__Stored items__:
====

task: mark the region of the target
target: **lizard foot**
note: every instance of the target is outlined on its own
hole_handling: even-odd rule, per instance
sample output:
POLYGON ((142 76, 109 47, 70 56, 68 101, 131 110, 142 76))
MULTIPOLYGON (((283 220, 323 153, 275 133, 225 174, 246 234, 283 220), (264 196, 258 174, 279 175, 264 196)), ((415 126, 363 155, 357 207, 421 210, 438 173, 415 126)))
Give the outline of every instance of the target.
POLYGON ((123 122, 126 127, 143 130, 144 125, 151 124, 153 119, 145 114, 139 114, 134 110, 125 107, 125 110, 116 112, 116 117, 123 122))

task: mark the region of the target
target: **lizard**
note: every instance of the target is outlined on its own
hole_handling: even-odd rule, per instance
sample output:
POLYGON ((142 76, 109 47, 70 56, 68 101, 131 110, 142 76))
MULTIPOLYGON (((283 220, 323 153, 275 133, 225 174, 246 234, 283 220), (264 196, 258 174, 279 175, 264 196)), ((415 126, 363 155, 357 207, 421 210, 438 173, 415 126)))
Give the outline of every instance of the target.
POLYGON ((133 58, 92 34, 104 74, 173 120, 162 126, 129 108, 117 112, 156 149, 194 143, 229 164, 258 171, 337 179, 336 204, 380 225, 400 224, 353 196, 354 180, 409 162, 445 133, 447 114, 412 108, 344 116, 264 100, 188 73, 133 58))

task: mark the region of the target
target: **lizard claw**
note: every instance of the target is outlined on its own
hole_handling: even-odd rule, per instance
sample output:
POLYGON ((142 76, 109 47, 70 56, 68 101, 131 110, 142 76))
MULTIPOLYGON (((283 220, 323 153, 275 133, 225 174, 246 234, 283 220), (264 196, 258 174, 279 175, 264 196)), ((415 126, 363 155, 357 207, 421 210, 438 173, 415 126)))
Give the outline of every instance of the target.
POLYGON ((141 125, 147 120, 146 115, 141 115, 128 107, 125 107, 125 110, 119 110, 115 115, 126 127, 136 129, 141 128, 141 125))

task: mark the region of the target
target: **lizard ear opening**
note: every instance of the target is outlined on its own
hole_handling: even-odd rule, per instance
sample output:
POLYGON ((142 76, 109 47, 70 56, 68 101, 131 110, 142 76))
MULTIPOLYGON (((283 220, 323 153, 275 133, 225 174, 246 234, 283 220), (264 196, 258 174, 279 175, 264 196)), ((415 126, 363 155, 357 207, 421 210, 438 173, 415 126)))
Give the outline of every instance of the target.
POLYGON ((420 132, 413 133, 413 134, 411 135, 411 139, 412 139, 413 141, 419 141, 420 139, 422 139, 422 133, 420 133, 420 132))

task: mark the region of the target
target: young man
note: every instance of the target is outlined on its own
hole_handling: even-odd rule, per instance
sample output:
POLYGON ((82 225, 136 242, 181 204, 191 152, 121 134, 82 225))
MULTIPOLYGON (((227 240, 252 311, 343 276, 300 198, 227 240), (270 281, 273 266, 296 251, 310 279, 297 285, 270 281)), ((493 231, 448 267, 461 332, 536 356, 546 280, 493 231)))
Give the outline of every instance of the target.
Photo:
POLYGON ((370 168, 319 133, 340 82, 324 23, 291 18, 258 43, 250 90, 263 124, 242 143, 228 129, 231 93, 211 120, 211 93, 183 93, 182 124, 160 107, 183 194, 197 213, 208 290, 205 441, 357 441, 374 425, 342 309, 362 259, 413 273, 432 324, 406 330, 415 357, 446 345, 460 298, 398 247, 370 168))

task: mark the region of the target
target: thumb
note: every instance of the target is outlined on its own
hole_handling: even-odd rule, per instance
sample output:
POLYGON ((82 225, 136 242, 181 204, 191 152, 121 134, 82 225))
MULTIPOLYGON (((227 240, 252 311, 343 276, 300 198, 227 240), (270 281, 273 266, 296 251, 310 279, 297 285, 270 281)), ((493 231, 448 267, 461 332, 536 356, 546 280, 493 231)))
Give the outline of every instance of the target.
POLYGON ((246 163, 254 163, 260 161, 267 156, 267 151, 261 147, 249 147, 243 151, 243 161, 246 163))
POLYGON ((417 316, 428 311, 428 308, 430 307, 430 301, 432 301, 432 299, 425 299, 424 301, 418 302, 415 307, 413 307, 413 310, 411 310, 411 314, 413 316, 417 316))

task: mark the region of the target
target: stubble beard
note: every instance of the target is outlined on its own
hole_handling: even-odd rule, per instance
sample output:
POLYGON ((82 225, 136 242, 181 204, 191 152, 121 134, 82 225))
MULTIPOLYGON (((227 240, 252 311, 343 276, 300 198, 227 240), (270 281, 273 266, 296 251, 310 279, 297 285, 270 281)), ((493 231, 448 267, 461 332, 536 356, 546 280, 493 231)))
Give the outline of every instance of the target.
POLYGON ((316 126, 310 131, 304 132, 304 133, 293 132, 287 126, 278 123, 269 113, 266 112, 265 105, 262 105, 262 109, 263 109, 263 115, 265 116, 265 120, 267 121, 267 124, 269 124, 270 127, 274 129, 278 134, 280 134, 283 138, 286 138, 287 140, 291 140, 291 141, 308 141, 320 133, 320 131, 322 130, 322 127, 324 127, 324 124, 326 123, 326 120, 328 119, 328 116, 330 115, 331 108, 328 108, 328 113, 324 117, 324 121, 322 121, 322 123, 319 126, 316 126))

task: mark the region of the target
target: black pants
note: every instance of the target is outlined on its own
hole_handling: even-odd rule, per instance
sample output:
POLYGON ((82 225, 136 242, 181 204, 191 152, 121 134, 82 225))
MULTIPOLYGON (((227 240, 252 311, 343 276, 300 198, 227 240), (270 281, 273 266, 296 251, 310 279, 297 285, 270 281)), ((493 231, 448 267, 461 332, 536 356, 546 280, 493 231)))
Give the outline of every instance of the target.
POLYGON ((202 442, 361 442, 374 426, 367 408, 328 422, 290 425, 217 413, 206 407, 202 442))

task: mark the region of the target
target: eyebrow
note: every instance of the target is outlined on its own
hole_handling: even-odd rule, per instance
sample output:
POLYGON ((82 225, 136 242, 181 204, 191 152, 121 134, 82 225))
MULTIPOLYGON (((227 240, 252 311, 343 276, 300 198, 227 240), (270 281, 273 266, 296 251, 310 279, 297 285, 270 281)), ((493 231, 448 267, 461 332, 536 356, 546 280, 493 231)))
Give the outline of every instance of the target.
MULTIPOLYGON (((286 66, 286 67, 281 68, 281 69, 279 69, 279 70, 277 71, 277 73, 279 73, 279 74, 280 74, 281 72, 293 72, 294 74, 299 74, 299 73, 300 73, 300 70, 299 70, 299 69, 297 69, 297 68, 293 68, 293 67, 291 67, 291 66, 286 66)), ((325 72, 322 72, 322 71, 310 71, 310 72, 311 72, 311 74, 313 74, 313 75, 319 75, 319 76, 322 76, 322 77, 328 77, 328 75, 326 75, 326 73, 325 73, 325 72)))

====

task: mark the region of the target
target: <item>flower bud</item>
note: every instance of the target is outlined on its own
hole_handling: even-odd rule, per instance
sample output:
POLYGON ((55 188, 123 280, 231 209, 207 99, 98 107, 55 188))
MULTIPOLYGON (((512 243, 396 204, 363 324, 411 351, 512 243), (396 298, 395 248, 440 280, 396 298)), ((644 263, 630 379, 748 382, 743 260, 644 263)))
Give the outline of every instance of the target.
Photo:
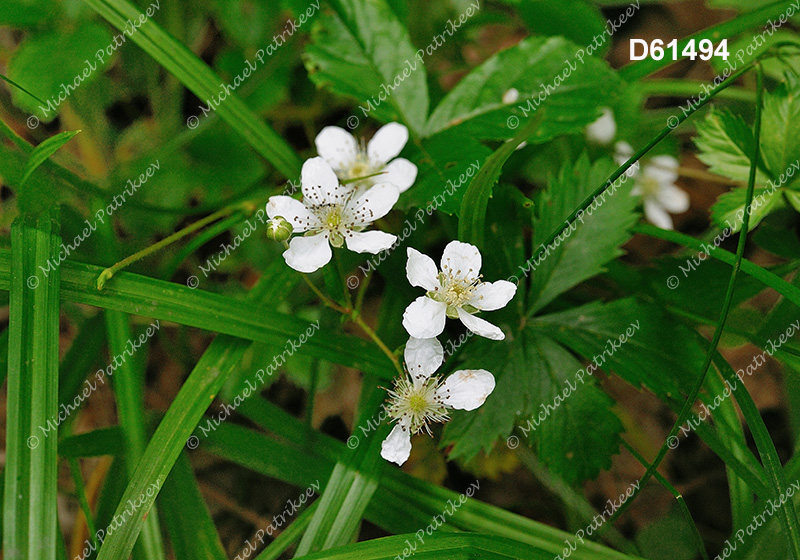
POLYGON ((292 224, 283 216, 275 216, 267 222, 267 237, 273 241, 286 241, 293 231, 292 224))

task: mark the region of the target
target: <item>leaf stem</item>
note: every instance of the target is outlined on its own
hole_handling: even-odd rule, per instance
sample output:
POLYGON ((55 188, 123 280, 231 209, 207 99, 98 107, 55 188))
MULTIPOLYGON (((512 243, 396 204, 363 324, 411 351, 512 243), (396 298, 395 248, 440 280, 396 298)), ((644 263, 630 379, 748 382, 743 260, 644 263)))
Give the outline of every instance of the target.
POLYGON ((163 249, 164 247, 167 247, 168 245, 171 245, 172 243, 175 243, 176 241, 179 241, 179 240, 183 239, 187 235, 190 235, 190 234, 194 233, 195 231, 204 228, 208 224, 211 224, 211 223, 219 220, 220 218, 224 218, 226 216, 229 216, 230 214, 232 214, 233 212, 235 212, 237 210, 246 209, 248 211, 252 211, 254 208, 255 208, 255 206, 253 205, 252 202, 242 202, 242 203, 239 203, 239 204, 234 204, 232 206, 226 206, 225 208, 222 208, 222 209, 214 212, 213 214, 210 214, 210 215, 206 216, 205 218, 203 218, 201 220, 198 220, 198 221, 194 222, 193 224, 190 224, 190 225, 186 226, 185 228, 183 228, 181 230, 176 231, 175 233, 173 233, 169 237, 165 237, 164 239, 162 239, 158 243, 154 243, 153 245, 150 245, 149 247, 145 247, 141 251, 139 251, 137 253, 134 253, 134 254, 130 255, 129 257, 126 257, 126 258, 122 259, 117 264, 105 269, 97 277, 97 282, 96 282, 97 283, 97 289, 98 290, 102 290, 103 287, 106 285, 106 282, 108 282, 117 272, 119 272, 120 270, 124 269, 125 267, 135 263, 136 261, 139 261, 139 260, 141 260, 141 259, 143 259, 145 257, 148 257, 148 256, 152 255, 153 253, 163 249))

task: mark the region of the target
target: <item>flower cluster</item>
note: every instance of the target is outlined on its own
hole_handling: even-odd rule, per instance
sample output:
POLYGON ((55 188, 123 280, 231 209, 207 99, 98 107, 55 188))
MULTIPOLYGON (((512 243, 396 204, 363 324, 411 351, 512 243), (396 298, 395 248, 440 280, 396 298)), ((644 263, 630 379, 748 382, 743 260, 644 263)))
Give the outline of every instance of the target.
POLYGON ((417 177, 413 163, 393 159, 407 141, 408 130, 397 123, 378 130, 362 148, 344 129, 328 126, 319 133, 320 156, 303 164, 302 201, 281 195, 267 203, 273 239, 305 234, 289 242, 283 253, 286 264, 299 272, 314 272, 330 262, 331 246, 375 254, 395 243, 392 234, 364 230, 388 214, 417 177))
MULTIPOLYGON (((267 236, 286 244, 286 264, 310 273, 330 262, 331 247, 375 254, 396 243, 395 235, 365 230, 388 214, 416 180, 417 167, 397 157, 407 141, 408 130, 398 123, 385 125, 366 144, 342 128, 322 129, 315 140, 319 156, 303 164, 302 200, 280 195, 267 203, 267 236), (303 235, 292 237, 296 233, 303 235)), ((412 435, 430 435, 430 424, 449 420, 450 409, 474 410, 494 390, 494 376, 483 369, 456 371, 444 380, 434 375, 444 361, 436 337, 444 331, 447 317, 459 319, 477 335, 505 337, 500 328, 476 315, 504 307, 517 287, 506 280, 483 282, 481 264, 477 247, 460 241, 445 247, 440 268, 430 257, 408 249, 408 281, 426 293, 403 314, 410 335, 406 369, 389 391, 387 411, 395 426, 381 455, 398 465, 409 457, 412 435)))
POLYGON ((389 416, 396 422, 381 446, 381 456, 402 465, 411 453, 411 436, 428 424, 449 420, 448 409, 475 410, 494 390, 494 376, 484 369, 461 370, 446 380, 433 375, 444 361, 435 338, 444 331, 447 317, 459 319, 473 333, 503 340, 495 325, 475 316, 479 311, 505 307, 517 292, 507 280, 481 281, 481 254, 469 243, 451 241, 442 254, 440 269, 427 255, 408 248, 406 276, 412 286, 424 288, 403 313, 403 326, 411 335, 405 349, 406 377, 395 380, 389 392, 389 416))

====

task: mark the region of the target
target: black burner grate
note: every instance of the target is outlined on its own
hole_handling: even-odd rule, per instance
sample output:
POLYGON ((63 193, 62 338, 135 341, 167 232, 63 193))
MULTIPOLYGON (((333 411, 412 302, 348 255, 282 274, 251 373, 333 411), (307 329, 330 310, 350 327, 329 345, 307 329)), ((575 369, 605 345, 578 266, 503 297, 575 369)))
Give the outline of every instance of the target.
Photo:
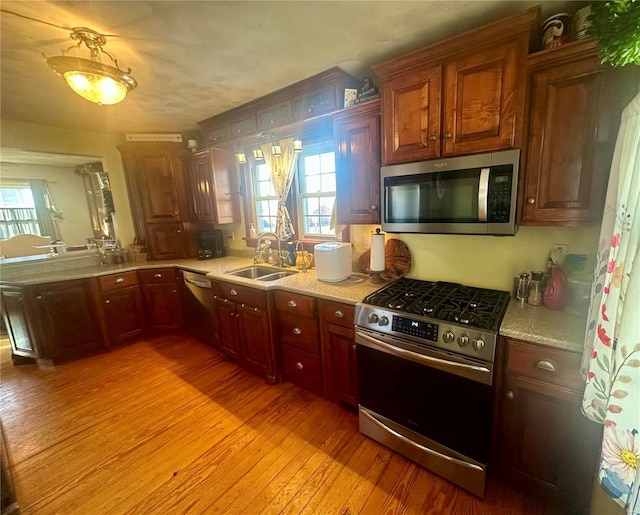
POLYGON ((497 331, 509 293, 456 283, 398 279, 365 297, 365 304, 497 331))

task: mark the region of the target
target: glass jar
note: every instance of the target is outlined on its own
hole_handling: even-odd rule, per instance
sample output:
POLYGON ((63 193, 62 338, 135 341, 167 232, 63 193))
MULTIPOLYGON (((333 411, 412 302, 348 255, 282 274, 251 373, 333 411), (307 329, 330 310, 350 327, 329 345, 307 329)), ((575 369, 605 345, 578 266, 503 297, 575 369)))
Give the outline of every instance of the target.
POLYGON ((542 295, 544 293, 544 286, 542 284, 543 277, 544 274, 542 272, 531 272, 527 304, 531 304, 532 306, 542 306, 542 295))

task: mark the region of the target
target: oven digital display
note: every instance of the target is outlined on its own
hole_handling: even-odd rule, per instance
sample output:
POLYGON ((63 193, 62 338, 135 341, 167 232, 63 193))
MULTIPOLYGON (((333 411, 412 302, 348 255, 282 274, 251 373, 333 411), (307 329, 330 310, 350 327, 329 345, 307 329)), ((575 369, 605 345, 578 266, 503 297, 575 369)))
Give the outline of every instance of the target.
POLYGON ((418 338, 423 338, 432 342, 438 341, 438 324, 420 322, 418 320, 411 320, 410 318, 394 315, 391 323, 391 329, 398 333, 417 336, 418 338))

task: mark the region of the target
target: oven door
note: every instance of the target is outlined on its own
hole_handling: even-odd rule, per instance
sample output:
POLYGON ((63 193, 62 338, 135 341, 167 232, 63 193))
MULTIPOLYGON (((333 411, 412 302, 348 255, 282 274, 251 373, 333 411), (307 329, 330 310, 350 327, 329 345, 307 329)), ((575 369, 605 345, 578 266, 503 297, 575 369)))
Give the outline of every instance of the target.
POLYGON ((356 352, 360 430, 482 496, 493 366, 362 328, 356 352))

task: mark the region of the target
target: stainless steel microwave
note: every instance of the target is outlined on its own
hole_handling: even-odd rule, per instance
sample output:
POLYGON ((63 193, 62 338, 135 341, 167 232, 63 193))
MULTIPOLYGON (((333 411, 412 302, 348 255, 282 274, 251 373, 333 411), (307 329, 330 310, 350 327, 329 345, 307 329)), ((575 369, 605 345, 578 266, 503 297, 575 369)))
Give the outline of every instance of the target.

====

__What the exercise asks__: The lines you need are those containing "lizard"; find them in the records and copy them.

__Result__:
target: **lizard foot**
target: **lizard**
target: **lizard claw**
target: **lizard ear opening**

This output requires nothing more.